» Short exercise 1
Write out the passage of the Saturday musings post between "I very much" and "lot of words.", inclusive.
» Short exercise 2
In the Saturday musings post, how many nationalities took part in the flag ceremony at International House?

Saturday, March 21, 2009

Saturday Morning Musings - threads in Australia's future

Last night I went to the flag ceremony at Sydney University's International House. This is an annual event celebrating diversity among the student residents, as well as IH's role in helping build international understanding. Thirty eight nationalities took part.

This year, those attending wore little flags to indicate nationality. In some cases, more than one flag. This indicated in a visual way, especially in the Australian case, something about the mixing process now underway. At a rough count, the Australians present came from more than a dozen national backgrounds. I see this too on the buses and trains of Sydney, Australia's main melting pot.

I very much enjoyed the International House function as I generally do. However, it also continued the evolution of my own thinking on the changes taking place in Australia.

Those who read this blog will know something about my evolving pre-occupations and thoughts because I use blogging as my main medium for self-expression.

Since my first post in March 2006, I have written well over 2000 posts across my blogs. That's a lot of words.

During that time my thoughts have evolved through the writing and discussion process, as well as the supporting reading I have done. My views today are not the same as they were in March 2006, although some of the shifts may be difficult to see because they are shifts in focus and nuance.

Given all this, I thought that I would take the opportunity of this morning's musings to outline some of the issues that I consider to be important to Australia's future. I am doing so for my own benefit, a semi-colon in the writing process. However, I hope that they will be of some interest to readers as well.

» Dataset excerpt
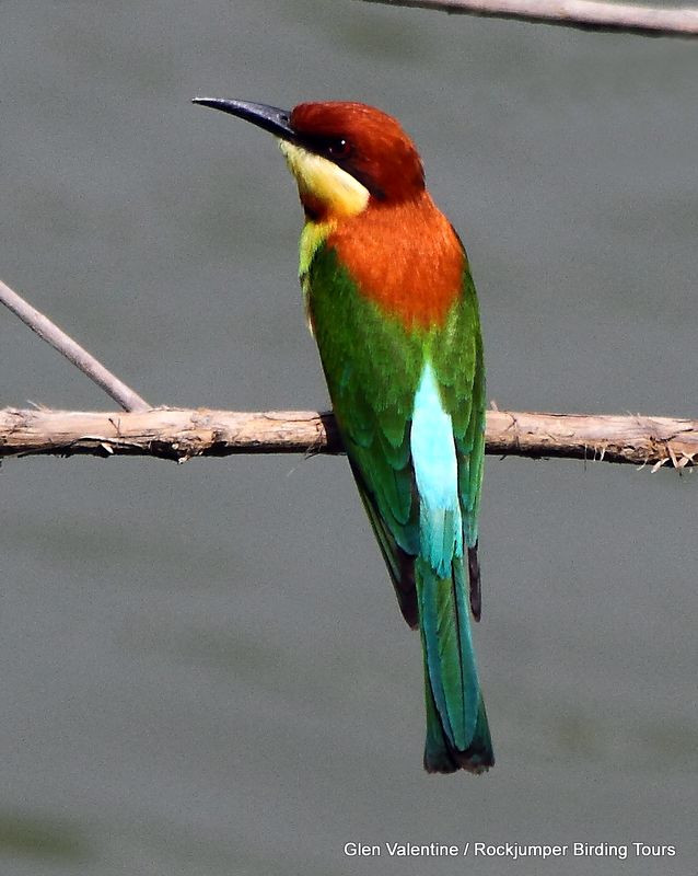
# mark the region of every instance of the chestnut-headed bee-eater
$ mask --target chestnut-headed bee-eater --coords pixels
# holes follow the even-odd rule
[[[351,471],[423,650],[424,768],[495,762],[475,662],[485,367],[458,235],[399,124],[360,103],[203,104],[272,134],[298,183],[300,279]]]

» Worked solution 1
I very much enjoyed the International House function as I generally do. However, it also continued the evolution of my own thinking on the changes taking place in Australia.

Those who read this blog will know something about my evolving pre-occupations and thoughts because I use blogging as my main medium for self-expression.

Since my first post in March 2006, I have written well over 2000 posts across my blogs. That's a lot of words.

» Worked solution 2
Thirty-eight nationalities took part.